*Source passage*:

Kathy Jordan
- Country (sports): United States
- Residence: Palo Alto, California, U.S.
- Born: December 3, 1959 (age 66) Bryn Mawr, Pennsylvania, U.S.
- Height: 1.73 m (5 ft 8 in)
- Turned pro: 1979
- Retired: 1991
- Plays: Right-handed (one handed-backhand)
- College: Stanford University
- Prize money: $1,592,111

Singles
- Career record: 247–155
- Career titles: 3
- Highest ranking: No. 5 (March 19, 1984)

Grand Slam singles results
- Australian Open: F (1983)
- French Open: QF (1980)
- Wimbledon: SF (1984)
- US Open: 4R (1979, 1980, 1981, 1983, 1985, 1986)

Doubles
- Career record: 473–136
- Career titles: 42
- Highest ranking: No. 6 (February 4, 1991)

Grand Slam doubles results
- Australian Open: W (1981)
- French Open: W (1980)
- Wimbledon: W (1980, 1985)
- US Open: W (1981)

Other doubles tournaments
- Tour Finals: W (1990)

Mixed doubles
- Career titles: 2

Grand Slam mixed doubles results
- Australian Open: 2R (1991)
- French Open: W (1986)
- Wimbledon: W (1986)
- US Open: QF (1984, 1986)

= Kathy Jordan =

American tennis player (born 1959)

Kathryn Jordan (born December 3, 1959) is a former American tennis player. During her career, she won seven Grand Slam titles, five of them in women's doubles and two in mixed doubles. She also was the 1983 Australian Open women's singles runner-up and won three singles titles and 42 doubles titles.

==College==
She received an athletic scholarship to Stanford University in 1978. While at Stanford, she won the 1979 AIAW Championships in singles and in doubles with her sister Barbara Jordan. in 1979, she won the Broderick Award (now the Honda Sports Award) as the best female collegiate player.

==Career==
Jordan turned professional in 1979. Her best performance in a Grand Slam singles tournament was runner-up at the 1983 Australian Open, where she lost to Martina Navratilova in straight sets..

She was the first player to defeat Chris Evert before the semifinals of a Grand Slam singles tournament. Jordan defeated Evert 6–1, 7–6 in the third round of Wimbledon in 1983 after Evert had reached at least the semifinals of her first 34 Grand Slam singles tournaments. Jordan and Arantxa Sanchez-Vicario (also in the third round and by the same score 6–1, 7–6 at the 1988 French Open) are the only two women who ever beat Evert before the quarterfinals as Evert made 54 quarterfinals from the 56 grand slams she played in her career.

*Given material*:
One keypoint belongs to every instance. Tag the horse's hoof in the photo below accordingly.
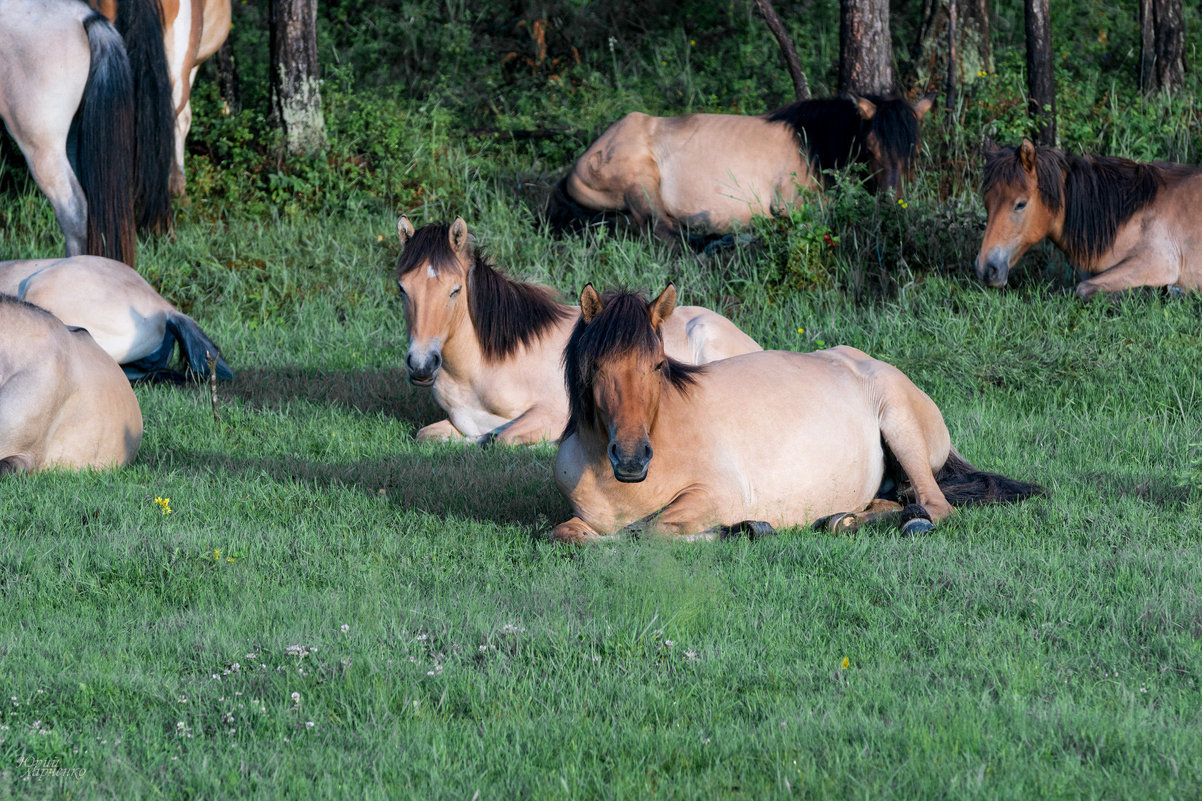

*What is being asked*: Carry on the Kathy Jordan article from the end of its final sentence.

*Response to this exercise*:
In women's doubles, Jordan won five Grand Slam titles, four of which were in partnership with Anne Smith. She also won a career Grand Slam in women's doubles, winning the 1980 French Open, 1980 and 1985 Wimbledon, 1981 US Open, and 1981 Australian Open.

In the Wimbledon final on July 6, 1985, Jordan and Elizabeth Smylie teamed to snap the 109-match winning streak of Navratilova and Pam Shriver by defeating them in three sets.

In mixed doubles, Jordan won two Grand Slam titles, 1986 French Open and 1986 Wimbledon, both of which were in partnership with Ken Flach.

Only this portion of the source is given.